(Supplied material Opens)

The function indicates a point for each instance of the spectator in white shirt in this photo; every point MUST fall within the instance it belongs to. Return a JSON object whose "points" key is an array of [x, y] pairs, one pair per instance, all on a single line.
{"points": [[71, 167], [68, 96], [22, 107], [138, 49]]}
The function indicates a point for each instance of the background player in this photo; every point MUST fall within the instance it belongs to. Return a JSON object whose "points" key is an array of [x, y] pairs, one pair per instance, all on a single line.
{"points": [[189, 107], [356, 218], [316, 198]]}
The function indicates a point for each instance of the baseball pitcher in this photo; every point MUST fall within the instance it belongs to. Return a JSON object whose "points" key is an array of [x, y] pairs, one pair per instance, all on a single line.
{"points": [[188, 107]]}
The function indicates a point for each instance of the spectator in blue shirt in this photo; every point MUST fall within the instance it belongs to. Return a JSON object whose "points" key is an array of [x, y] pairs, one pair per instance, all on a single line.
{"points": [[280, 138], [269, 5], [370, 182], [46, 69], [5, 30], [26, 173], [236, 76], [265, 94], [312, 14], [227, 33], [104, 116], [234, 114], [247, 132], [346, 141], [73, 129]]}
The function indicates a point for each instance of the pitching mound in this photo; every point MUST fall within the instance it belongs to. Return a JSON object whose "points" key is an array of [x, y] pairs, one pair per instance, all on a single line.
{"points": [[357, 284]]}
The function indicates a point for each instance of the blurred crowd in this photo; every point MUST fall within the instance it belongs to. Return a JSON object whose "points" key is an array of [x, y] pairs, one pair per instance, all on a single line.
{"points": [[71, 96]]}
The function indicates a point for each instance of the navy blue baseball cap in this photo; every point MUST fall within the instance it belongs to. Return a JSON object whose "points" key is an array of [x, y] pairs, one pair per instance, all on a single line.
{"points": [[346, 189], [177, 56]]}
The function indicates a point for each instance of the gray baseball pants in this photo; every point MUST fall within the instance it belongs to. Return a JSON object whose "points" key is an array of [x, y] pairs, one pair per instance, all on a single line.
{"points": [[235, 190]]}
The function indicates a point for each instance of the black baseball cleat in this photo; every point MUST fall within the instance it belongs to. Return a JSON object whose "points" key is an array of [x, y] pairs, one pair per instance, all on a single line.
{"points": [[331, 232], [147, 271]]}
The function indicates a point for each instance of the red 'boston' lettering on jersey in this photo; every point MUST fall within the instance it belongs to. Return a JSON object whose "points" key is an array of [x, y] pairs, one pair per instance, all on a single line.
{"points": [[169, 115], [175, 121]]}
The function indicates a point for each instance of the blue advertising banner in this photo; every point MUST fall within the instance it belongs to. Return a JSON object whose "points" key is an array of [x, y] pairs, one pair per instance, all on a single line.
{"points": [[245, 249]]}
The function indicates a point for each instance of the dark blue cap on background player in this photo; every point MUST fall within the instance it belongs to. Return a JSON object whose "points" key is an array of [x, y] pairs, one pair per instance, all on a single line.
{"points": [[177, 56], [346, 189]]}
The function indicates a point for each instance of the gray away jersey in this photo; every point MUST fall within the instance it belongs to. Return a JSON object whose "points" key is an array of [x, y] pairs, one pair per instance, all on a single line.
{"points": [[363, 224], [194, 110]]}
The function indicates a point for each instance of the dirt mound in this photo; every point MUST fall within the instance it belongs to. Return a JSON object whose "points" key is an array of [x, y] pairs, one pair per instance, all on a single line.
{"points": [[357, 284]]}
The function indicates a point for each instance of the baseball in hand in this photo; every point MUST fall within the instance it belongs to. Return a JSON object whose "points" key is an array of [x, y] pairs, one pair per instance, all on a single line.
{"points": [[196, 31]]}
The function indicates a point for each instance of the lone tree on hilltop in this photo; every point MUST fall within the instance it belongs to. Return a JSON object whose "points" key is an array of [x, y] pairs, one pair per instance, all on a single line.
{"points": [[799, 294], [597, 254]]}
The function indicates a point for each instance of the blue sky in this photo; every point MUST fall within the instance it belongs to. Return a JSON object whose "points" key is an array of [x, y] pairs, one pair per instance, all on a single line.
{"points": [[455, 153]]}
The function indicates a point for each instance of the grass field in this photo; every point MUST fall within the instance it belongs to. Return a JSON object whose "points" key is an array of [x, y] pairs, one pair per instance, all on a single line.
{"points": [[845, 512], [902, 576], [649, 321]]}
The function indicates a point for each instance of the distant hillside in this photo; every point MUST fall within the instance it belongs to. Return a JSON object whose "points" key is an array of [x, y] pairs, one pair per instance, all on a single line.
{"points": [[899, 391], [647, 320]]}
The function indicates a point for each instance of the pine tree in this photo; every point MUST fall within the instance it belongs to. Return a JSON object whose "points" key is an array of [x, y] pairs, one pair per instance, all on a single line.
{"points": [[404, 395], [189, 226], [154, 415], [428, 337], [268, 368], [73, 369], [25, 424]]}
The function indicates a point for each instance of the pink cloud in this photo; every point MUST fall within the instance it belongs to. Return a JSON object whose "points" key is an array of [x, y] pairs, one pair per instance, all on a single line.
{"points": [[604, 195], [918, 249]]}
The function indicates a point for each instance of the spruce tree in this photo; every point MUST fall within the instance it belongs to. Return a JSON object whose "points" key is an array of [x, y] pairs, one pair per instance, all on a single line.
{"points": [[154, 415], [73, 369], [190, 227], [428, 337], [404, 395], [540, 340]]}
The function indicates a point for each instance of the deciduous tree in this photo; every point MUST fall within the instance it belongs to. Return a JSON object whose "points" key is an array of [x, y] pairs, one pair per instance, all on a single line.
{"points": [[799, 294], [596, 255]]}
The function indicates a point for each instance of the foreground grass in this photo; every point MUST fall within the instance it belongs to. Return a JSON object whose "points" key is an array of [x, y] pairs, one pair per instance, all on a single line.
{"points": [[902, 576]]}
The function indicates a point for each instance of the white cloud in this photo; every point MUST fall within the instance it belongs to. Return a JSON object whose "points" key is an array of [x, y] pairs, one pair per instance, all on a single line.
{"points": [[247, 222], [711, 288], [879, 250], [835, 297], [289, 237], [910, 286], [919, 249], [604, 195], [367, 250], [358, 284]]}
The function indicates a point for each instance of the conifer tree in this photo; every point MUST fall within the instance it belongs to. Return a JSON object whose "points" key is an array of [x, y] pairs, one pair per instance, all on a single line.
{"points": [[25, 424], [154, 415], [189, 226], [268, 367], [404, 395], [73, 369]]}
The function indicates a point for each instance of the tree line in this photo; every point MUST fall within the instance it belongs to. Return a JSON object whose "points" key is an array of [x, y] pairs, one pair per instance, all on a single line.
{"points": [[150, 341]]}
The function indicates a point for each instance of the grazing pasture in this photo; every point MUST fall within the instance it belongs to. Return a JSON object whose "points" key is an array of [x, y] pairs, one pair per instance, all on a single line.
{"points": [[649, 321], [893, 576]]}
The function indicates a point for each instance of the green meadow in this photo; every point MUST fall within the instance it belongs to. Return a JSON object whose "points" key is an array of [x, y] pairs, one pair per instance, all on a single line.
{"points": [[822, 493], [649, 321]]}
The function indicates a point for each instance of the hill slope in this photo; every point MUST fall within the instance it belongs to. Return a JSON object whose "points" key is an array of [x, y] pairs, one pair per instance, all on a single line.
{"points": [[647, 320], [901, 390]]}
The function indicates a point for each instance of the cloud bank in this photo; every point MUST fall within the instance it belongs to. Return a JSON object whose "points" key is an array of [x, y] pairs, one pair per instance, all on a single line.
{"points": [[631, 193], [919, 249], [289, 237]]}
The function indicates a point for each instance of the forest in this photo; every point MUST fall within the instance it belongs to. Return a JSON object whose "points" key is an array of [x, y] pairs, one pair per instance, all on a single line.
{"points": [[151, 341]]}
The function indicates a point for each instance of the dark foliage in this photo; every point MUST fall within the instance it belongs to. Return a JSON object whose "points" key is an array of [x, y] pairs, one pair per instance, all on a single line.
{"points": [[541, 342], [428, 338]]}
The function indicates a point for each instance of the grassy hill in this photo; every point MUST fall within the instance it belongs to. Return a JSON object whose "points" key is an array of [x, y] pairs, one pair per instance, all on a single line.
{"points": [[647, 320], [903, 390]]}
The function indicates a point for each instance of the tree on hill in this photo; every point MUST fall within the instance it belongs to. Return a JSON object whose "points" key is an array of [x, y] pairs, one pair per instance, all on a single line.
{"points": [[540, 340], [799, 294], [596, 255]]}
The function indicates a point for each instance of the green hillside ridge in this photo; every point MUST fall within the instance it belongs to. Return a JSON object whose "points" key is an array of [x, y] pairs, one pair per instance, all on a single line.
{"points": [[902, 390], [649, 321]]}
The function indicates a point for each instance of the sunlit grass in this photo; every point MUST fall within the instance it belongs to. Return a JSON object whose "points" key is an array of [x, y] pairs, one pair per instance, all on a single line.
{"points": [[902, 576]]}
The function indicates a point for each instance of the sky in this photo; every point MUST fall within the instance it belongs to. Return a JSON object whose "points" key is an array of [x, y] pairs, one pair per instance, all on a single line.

(Supplied material Closes)

The response should hold only an exact repeat of the lines from the one with "The function indicates a point for each instance of the sunlit" to the final line of the listing above.

The function indicates a point for each instance of the sunlit grass in this photo; every point MUST fall within the instance it belongs to. Return a JSON object whose "points" key is an array of [x, y] pairs, one pair per instance, all on a single line.
{"points": [[902, 576]]}
The function indicates a point for each instance of the sky in this photo; every point MUST fall within the instance it belongs to. Return a JSON object whose "points" key is an array of [x, y] pairs, one pair per instance, all on a single line.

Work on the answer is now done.